Dataset records:
━━━━━━━━━━

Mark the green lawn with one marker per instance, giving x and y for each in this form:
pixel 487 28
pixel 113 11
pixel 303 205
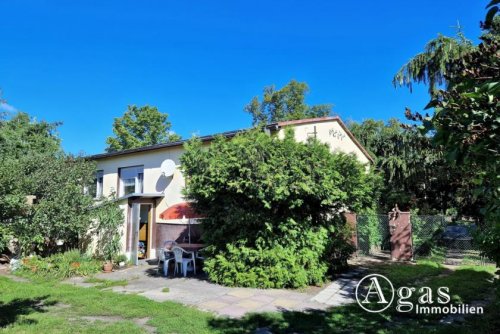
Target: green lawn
pixel 52 307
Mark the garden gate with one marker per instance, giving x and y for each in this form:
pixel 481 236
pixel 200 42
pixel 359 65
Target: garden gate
pixel 429 236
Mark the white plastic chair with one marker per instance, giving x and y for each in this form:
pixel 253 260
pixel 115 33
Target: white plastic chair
pixel 161 254
pixel 183 262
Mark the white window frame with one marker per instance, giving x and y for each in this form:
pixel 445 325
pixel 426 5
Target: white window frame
pixel 137 174
pixel 99 186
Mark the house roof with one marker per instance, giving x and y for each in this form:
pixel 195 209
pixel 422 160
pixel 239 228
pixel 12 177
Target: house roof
pixel 278 125
pixel 230 134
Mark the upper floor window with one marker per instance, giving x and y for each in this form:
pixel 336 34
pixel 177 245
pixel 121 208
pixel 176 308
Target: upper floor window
pixel 99 183
pixel 131 180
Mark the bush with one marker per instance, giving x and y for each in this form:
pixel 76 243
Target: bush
pixel 59 266
pixel 293 265
pixel 270 207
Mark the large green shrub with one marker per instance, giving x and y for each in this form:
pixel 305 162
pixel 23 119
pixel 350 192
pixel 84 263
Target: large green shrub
pixel 271 206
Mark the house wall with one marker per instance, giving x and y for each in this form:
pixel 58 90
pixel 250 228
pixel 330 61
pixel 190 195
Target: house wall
pixel 330 132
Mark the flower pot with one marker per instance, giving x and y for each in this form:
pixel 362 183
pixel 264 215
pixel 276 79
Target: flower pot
pixel 108 267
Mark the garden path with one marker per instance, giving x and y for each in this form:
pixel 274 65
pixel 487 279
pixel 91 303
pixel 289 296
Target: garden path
pixel 233 302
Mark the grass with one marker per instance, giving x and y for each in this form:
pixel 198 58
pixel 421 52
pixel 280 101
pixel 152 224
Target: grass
pixel 106 283
pixel 27 307
pixel 40 308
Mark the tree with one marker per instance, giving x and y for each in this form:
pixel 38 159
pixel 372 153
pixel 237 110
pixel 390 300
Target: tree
pixel 431 66
pixel 415 171
pixel 32 163
pixel 467 125
pixel 140 126
pixel 285 104
pixel 272 206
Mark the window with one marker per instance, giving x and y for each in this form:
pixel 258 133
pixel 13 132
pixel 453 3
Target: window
pixel 99 183
pixel 131 180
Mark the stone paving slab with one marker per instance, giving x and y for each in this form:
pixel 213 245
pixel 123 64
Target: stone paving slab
pixel 226 301
pixel 342 290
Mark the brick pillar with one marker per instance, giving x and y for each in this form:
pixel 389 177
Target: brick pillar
pixel 351 219
pixel 401 238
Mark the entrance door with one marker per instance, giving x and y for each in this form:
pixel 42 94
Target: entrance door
pixel 140 231
pixel 144 226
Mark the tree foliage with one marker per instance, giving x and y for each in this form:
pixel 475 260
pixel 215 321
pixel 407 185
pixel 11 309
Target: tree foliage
pixel 415 171
pixel 466 123
pixel 431 67
pixel 32 163
pixel 271 207
pixel 140 126
pixel 285 104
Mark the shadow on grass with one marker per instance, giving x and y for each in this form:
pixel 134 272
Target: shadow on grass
pixel 344 319
pixel 11 311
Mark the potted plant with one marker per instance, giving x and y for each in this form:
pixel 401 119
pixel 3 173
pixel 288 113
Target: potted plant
pixel 121 260
pixel 109 219
pixel 110 249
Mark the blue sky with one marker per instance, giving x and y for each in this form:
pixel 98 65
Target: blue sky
pixel 83 62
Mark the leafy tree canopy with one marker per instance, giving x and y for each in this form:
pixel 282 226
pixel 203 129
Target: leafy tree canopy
pixel 32 163
pixel 415 171
pixel 271 207
pixel 466 123
pixel 140 126
pixel 285 104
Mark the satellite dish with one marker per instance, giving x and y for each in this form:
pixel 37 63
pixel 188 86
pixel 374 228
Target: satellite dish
pixel 167 167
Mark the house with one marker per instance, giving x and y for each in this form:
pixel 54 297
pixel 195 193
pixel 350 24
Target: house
pixel 154 207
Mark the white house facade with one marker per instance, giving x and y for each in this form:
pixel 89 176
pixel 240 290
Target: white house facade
pixel 153 204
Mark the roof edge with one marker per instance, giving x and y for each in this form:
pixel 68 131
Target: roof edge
pixel 325 119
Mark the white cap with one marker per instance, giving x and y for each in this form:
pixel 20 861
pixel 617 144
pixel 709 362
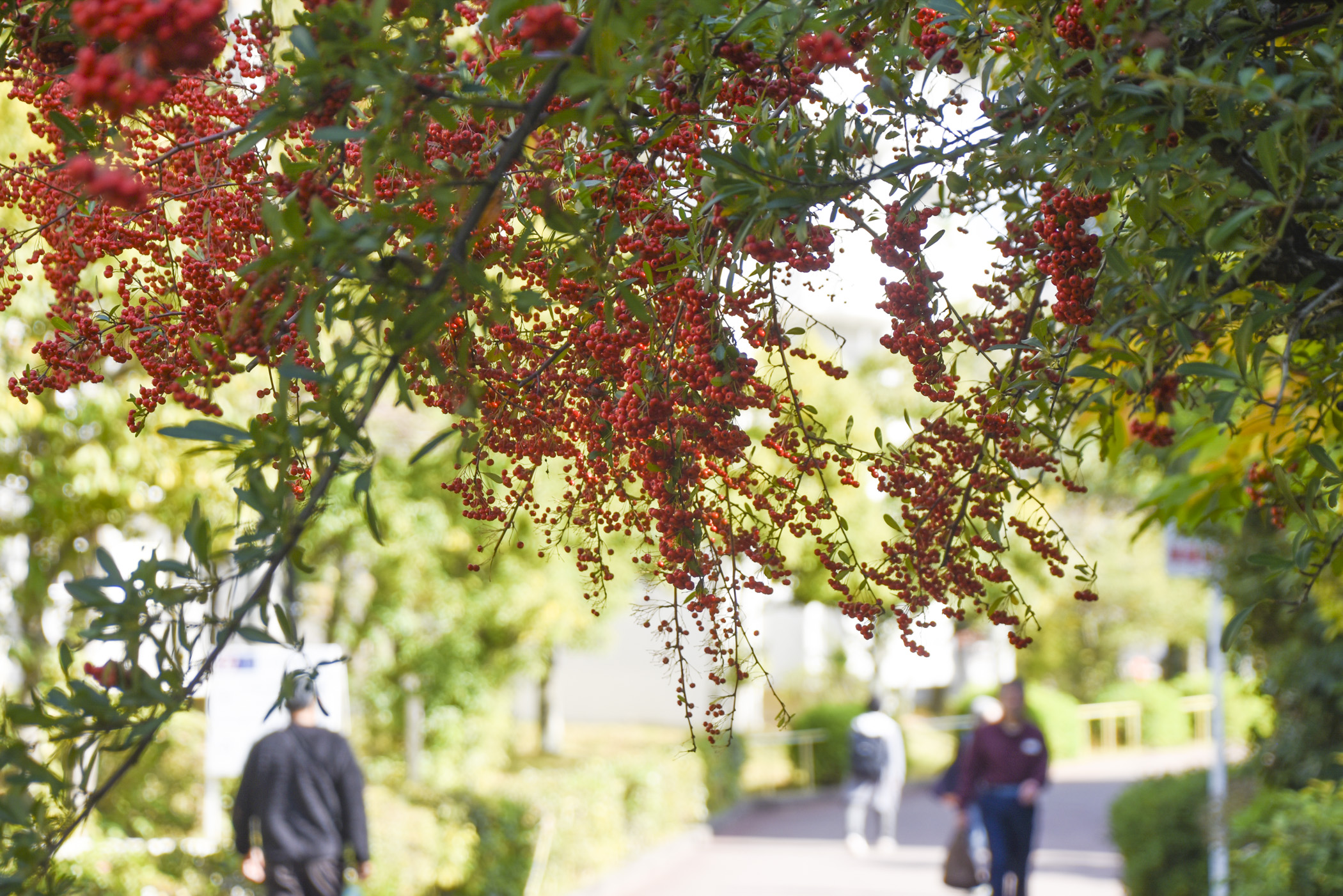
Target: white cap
pixel 986 708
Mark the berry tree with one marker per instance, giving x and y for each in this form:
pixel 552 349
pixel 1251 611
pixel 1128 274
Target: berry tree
pixel 566 228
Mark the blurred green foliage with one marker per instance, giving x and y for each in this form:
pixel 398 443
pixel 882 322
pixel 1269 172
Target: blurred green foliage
pixel 1290 841
pixel 831 754
pixel 721 773
pixel 1298 654
pixel 1055 714
pixel 1165 721
pixel 1158 826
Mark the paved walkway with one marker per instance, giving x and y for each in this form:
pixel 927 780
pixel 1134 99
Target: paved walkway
pixel 794 847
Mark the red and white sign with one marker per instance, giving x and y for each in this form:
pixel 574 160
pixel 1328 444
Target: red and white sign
pixel 1190 558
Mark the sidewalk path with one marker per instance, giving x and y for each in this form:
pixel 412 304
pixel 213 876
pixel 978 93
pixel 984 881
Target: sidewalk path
pixel 794 847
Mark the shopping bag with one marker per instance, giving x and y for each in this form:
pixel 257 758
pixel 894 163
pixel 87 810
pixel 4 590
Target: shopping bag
pixel 961 868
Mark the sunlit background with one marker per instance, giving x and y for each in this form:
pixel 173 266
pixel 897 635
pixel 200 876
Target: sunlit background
pixel 515 742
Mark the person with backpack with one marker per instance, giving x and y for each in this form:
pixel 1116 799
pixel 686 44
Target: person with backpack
pixel 877 767
pixel 305 789
pixel 1003 773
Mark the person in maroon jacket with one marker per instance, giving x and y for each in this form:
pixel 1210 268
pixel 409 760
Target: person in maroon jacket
pixel 1002 774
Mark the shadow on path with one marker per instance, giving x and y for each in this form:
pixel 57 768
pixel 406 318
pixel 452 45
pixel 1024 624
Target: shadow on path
pixel 1073 816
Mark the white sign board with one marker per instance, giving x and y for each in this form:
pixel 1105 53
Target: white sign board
pixel 1189 558
pixel 244 688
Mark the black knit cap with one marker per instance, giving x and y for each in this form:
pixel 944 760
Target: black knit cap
pixel 299 691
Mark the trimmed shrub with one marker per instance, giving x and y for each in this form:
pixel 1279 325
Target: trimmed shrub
pixel 504 848
pixel 1250 714
pixel 1158 826
pixel 831 754
pixel 1165 721
pixel 1290 841
pixel 1055 714
pixel 721 773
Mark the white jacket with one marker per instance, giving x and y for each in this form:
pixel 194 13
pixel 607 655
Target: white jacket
pixel 879 725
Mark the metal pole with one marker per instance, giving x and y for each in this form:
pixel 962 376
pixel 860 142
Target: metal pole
pixel 212 813
pixel 1218 864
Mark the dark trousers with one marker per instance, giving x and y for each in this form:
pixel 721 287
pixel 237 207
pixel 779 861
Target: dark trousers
pixel 1009 825
pixel 311 877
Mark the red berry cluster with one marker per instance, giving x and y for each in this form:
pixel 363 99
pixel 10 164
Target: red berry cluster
pixel 1073 30
pixel 743 56
pixel 113 83
pixel 156 38
pixel 826 49
pixel 1260 485
pixel 1072 250
pixel 810 256
pixel 1152 433
pixel 171 34
pixel 548 28
pixel 931 41
pixel 634 397
pixel 109 675
pixel 116 185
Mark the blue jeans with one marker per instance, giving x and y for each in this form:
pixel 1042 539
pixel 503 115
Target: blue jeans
pixel 1010 826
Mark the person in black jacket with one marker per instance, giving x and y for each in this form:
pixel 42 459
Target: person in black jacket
pixel 305 789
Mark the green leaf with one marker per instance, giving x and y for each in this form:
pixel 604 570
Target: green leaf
pixel 1223 234
pixel 1233 627
pixel 256 636
pixel 1322 457
pixel 1269 560
pixel 207 432
pixel 434 443
pixel 950 8
pixel 302 41
pixel 1204 368
pixel 1087 371
pixel 339 133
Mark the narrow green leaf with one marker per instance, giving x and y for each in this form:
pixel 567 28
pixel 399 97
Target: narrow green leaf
pixel 1204 368
pixel 1233 627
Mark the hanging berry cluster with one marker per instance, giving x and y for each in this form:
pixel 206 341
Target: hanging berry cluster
pixel 601 395
pixel 1073 251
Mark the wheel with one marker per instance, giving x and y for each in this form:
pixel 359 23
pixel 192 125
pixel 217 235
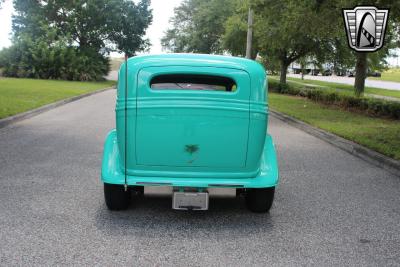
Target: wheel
pixel 116 197
pixel 260 199
pixel 137 190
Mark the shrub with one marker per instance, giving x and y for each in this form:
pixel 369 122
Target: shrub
pixel 369 106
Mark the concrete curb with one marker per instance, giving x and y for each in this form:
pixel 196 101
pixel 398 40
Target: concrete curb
pixel 30 113
pixel 375 158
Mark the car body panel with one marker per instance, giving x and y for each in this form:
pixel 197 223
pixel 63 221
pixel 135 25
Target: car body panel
pixel 181 137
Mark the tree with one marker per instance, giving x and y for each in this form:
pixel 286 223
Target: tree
pixel 392 40
pixel 84 30
pixel 234 37
pixel 289 30
pixel 197 26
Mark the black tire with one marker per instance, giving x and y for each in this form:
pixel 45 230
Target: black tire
pixel 137 190
pixel 260 199
pixel 116 197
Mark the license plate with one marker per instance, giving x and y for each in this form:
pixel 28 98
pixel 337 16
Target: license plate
pixel 190 201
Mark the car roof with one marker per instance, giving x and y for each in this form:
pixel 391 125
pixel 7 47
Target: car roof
pixel 188 59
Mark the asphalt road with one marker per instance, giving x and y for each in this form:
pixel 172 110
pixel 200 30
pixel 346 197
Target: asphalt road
pixel 331 208
pixel 346 80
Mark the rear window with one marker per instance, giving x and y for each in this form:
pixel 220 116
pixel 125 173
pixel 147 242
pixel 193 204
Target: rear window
pixel 193 82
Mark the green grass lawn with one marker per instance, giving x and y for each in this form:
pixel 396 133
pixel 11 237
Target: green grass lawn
pixel 19 95
pixel 392 75
pixel 381 135
pixel 345 87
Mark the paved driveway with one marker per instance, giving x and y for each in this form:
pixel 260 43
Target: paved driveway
pixel 331 208
pixel 350 81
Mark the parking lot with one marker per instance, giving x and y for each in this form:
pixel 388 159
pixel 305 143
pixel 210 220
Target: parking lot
pixel 350 81
pixel 331 208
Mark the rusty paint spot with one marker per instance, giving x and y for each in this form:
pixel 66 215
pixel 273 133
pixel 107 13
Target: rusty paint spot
pixel 191 149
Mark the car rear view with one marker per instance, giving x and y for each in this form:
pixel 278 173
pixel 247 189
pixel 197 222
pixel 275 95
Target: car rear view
pixel 190 122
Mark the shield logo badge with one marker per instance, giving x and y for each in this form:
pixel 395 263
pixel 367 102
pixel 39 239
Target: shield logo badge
pixel 365 26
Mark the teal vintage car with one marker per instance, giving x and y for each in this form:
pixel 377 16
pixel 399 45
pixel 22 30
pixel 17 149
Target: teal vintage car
pixel 190 122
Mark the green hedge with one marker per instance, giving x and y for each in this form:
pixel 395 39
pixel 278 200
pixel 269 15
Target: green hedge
pixel 370 106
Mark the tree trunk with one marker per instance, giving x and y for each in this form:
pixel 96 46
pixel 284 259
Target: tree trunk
pixel 284 67
pixel 361 73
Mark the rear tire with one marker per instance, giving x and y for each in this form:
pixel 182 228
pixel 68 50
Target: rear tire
pixel 260 199
pixel 116 197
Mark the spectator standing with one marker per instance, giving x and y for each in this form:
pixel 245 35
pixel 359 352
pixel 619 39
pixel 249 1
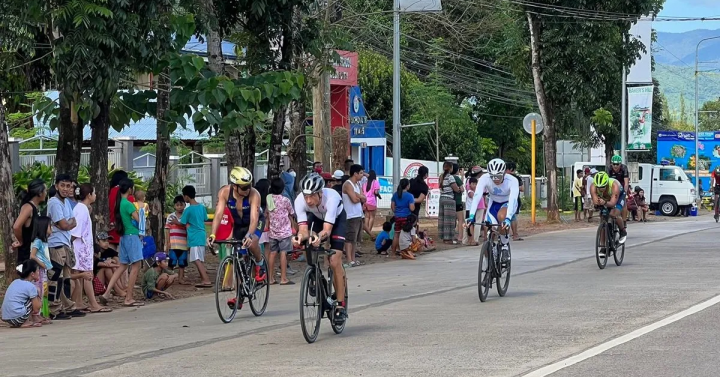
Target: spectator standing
pixel 371 190
pixel 577 193
pixel 419 189
pixel 280 214
pixel 402 205
pixel 130 247
pixel 446 215
pixel 194 217
pixel 24 224
pixel 176 248
pixel 61 253
pixel 353 200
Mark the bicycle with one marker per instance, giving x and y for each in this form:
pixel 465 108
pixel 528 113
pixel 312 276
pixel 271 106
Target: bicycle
pixel 236 274
pixel 494 268
pixel 608 231
pixel 316 303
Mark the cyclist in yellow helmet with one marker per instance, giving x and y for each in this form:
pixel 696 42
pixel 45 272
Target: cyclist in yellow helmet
pixel 608 192
pixel 244 204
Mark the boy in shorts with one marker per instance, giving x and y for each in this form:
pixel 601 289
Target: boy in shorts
pixel 158 278
pixel 176 236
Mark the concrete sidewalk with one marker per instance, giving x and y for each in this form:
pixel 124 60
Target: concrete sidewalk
pixel 100 341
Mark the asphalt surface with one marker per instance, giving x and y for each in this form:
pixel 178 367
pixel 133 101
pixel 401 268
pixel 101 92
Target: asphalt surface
pixel 562 315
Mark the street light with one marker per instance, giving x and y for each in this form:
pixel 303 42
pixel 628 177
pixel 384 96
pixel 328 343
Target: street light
pixel 697 121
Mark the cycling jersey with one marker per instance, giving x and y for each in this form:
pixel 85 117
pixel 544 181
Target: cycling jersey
pixel 503 195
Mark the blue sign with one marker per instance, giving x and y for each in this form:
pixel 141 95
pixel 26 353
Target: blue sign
pixel 678 148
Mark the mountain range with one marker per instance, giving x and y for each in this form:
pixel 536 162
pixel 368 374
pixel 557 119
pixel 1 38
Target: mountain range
pixel 674 55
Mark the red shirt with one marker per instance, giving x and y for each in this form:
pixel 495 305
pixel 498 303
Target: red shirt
pixel 114 238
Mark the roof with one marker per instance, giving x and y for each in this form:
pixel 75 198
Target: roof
pixel 143 130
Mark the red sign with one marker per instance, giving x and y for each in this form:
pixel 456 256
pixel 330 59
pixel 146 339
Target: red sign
pixel 345 69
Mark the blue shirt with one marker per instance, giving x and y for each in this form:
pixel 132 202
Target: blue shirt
pixel 59 210
pixel 380 238
pixel 194 217
pixel 16 296
pixel 402 205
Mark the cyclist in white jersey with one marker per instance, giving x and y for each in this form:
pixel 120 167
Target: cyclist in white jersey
pixel 503 190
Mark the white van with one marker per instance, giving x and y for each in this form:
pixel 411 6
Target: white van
pixel 667 188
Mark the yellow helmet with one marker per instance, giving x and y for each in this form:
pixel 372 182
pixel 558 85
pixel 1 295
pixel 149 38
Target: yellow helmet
pixel 240 176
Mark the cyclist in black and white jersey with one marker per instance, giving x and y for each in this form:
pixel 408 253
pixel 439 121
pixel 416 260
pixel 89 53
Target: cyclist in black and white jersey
pixel 321 208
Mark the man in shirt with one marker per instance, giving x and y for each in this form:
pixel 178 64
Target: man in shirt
pixel 61 253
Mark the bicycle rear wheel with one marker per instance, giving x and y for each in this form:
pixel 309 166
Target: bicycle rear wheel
pixel 503 278
pixel 310 305
pixel 601 246
pixel 484 268
pixel 337 328
pixel 227 294
pixel 259 292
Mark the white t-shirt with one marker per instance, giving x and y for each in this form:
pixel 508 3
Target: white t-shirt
pixel 506 192
pixel 353 210
pixel 328 210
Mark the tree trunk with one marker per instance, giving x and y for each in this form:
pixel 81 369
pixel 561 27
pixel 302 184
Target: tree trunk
pixel 298 142
pixel 157 189
pixel 98 165
pixel 546 111
pixel 70 138
pixel 7 200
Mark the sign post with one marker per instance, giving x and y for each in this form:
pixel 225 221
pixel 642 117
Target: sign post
pixel 533 125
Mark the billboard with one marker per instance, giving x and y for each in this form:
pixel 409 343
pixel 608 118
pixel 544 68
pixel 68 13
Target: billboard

━━━━━━━━━━

Your task:
Among the entries above, locate the lines containing "Mark the shopping" and "pixel 944 760", and transcribe exactly those two lines and all lines between.

Exercise response:
Mark the shopping bag with one marker per instance, giving x and y for each in this form:
pixel 257 758
pixel 894 163
pixel 87 810
pixel 4 590
Target: shopping bag
pixel 961 868
Mark the sunlit background with one marker per instance, giving x and y for each in this form:
pixel 173 266
pixel 897 635
pixel 200 876
Target: sunlit background
pixel 515 742
Mark the person with backpack with one marker per instance, giving x and y for each in this form:
pixel 1116 799
pixel 686 44
Target: person with backpack
pixel 877 767
pixel 305 789
pixel 1003 773
Mark the person in maroon jacket with one marker per instance, giving x and y for each in this form:
pixel 1210 268
pixel 409 760
Target: person in maroon jacket
pixel 1002 774
Mark the shadow on path with one marker per instance, giving x and y for each in this form:
pixel 57 768
pixel 406 318
pixel 452 45
pixel 1024 624
Target: shadow on path
pixel 1073 816
Mark the white sign board with one marker per instance, giving x and y for each in this form:
pixel 1105 53
Target: white sign board
pixel 1189 558
pixel 244 688
Mark the black knit cap with one marker per instance, giving x and y for each in this form:
pixel 944 760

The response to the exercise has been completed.